» **WHAT TO DO**
The lines from the one containing "Mark every instance of the ceiling" through the final line of the listing below are what the answer must repeat, exactly and only, leaving pictures out.

» **SOURCE DATA**
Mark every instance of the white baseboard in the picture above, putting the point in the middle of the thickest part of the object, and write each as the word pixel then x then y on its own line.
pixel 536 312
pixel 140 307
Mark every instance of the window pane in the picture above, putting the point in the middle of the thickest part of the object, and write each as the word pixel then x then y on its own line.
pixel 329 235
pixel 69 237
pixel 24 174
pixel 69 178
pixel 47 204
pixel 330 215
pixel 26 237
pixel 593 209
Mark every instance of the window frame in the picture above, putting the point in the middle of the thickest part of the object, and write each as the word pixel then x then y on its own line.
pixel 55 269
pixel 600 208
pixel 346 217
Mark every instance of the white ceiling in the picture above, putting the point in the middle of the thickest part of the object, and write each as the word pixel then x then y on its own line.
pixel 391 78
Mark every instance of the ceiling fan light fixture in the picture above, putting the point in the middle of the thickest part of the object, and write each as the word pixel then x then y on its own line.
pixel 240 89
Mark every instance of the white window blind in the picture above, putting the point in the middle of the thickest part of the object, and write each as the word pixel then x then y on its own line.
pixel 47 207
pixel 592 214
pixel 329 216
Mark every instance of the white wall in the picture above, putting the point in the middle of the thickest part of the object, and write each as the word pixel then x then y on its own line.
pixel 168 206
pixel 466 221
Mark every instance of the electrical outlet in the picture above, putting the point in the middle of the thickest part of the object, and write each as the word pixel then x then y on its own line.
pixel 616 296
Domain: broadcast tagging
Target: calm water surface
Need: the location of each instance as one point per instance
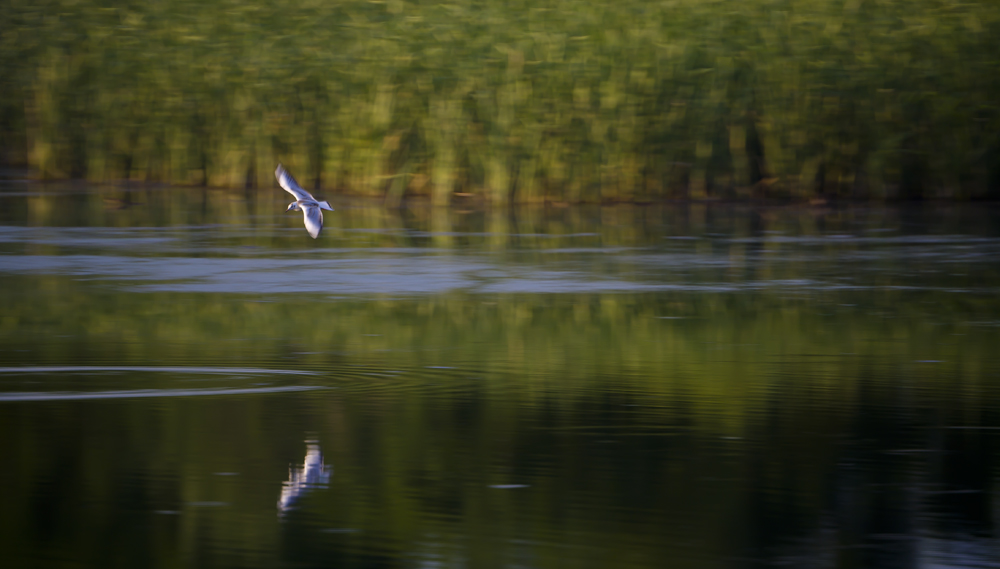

» **TASK ANSWER**
Mark every instance of the ceiling fan light fixture in the picture above, putting the point in the middle of the thickest part of the object, and write each as the word pixel then x then y on its own line.
pixel 240 89
Mark every instance of the white window blind in the picture above, putting the point in the middle of the thickest part of the object, and write each as the word pixel then x then y on its own line.
pixel 47 207
pixel 592 214
pixel 329 216
Mark every instance of the white wall in the picture above, putting the point in the middle of the thickest part of the object, and write each as the word pixel then x then y on its own line.
pixel 168 206
pixel 466 221
Mark every instance of the electrical outlet in the picture above, putting the point in the middle of the thickest part of the object, and write each as the word pixel then x then y on its own line.
pixel 616 296
Domain: broadcast tagging
Target: calm water surface
Need: the location of each instance as one point per instance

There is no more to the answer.